- **EXERCISE BRIEF**: Starting at the line that contains "of the pretzel-shaped", quote each line exactly through the last line of the entries, both included.

··· RECORDS FOR THIS EXERCISE ···

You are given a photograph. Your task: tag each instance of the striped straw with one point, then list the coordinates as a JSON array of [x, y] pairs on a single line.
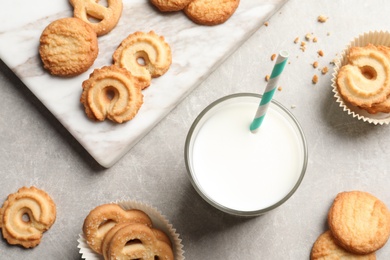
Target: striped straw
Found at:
[[269, 91]]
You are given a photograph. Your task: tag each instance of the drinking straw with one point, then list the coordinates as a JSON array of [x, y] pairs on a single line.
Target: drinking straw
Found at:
[[269, 91]]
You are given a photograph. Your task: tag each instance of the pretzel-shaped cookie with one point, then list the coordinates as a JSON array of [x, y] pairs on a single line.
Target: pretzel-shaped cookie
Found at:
[[135, 241], [104, 217], [108, 16], [25, 215], [111, 92], [149, 47]]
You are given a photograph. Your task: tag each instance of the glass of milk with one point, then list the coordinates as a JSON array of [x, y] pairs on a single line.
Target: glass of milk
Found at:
[[240, 172]]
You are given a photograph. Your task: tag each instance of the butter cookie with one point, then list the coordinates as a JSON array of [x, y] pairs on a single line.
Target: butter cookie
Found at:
[[170, 5], [25, 215], [145, 55], [326, 248], [68, 47], [103, 218], [359, 222], [111, 92], [206, 12], [107, 17], [365, 80]]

···

- **FINAL ANSWER**:
You are given a photograph. Your task: tag each instance of the pretzel-shaped cookie with one point, then list the coordinates as a JSON array of [x, y] pairs on a single line.
Target: pretzel-shaped cookie
Found at:
[[135, 241], [104, 217], [108, 16], [25, 215], [111, 92], [149, 47]]
You are given a photograph. Your task: tag each instance of the glass of milk with one point, then list the coordinates as a JSON array of [x, y] pairs on a single line.
Target: glass of milk
Found at:
[[240, 172]]
You are given a photograph. Your task: tag each instance of the butter cookie with one point, then list the coordinates as a JSON array of [x, y] pairs on a single line.
Target: butter cookie
Found at:
[[170, 5], [25, 215], [145, 55], [326, 248], [68, 47], [103, 218], [359, 222], [111, 92], [206, 12], [107, 17], [365, 80]]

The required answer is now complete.